*Supplied material*

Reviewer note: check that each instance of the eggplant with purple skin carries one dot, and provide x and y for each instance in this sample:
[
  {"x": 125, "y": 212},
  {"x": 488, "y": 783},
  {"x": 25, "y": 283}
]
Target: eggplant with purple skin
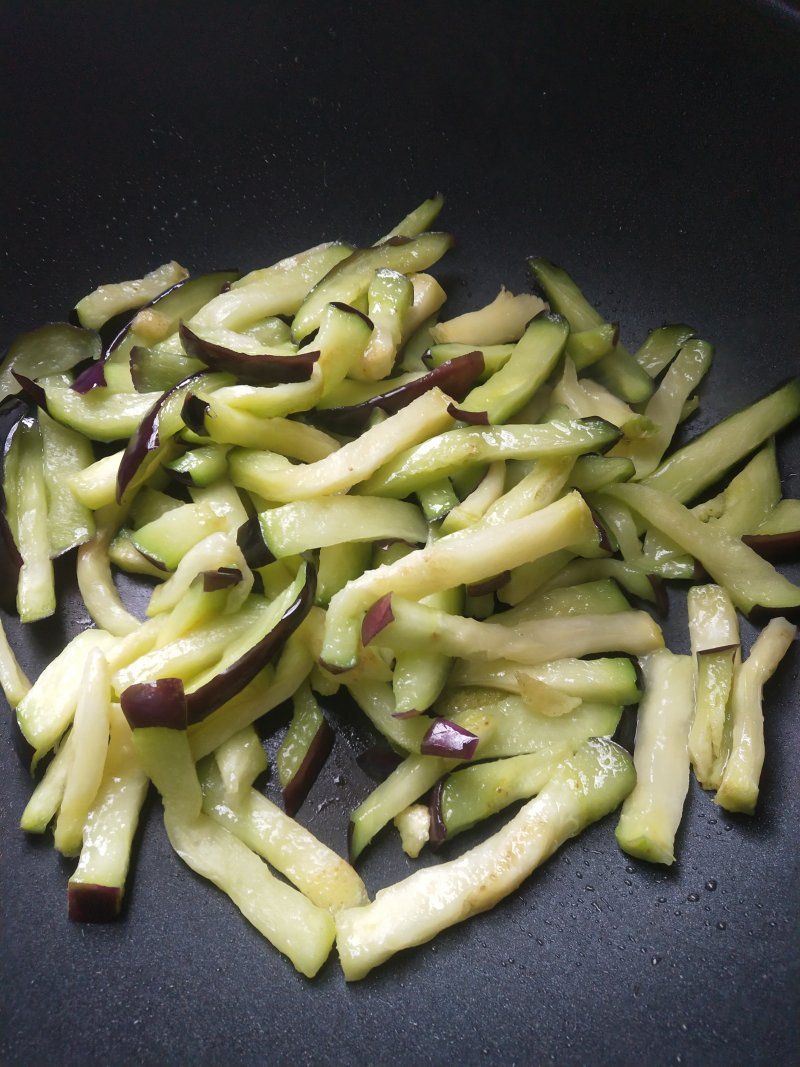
[
  {"x": 51, "y": 349},
  {"x": 153, "y": 321},
  {"x": 13, "y": 410},
  {"x": 259, "y": 368},
  {"x": 304, "y": 749},
  {"x": 146, "y": 446},
  {"x": 454, "y": 378},
  {"x": 245, "y": 658}
]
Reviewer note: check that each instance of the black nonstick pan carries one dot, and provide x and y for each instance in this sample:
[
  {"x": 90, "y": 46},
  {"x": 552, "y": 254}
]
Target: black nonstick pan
[{"x": 653, "y": 148}]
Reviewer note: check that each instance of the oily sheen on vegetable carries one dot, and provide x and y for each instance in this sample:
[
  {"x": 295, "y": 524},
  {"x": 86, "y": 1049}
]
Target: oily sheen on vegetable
[{"x": 458, "y": 524}]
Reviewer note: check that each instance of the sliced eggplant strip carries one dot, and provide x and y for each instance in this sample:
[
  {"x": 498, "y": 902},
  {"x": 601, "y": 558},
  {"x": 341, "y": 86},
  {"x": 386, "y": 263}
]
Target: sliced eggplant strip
[
  {"x": 664, "y": 409},
  {"x": 389, "y": 299},
  {"x": 584, "y": 789},
  {"x": 294, "y": 528},
  {"x": 65, "y": 454},
  {"x": 216, "y": 552},
  {"x": 166, "y": 539},
  {"x": 261, "y": 367},
  {"x": 750, "y": 580},
  {"x": 417, "y": 221},
  {"x": 600, "y": 596},
  {"x": 36, "y": 583},
  {"x": 529, "y": 641},
  {"x": 287, "y": 919},
  {"x": 585, "y": 347},
  {"x": 240, "y": 760},
  {"x": 145, "y": 450},
  {"x": 469, "y": 795},
  {"x": 453, "y": 377},
  {"x": 660, "y": 347},
  {"x": 304, "y": 749},
  {"x": 651, "y": 814},
  {"x": 95, "y": 580},
  {"x": 413, "y": 778},
  {"x": 540, "y": 487},
  {"x": 738, "y": 790},
  {"x": 97, "y": 886},
  {"x": 268, "y": 689},
  {"x": 586, "y": 399},
  {"x": 90, "y": 741},
  {"x": 447, "y": 452},
  {"x": 500, "y": 321},
  {"x": 696, "y": 466},
  {"x": 339, "y": 563},
  {"x": 99, "y": 415},
  {"x": 465, "y": 557},
  {"x": 354, "y": 462},
  {"x": 618, "y": 370},
  {"x": 609, "y": 680},
  {"x": 107, "y": 301},
  {"x": 155, "y": 324},
  {"x": 13, "y": 680},
  {"x": 52, "y": 349},
  {"x": 530, "y": 364},
  {"x": 414, "y": 826},
  {"x": 317, "y": 871},
  {"x": 299, "y": 441},
  {"x": 278, "y": 289},
  {"x": 46, "y": 798},
  {"x": 350, "y": 279},
  {"x": 240, "y": 666}
]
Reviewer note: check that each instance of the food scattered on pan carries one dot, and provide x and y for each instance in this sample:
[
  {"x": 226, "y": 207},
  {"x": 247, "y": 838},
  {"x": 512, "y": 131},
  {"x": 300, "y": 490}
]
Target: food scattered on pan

*What this task involves*
Provide only the number of lines from the material above that include the word "scattered".

*Response below*
2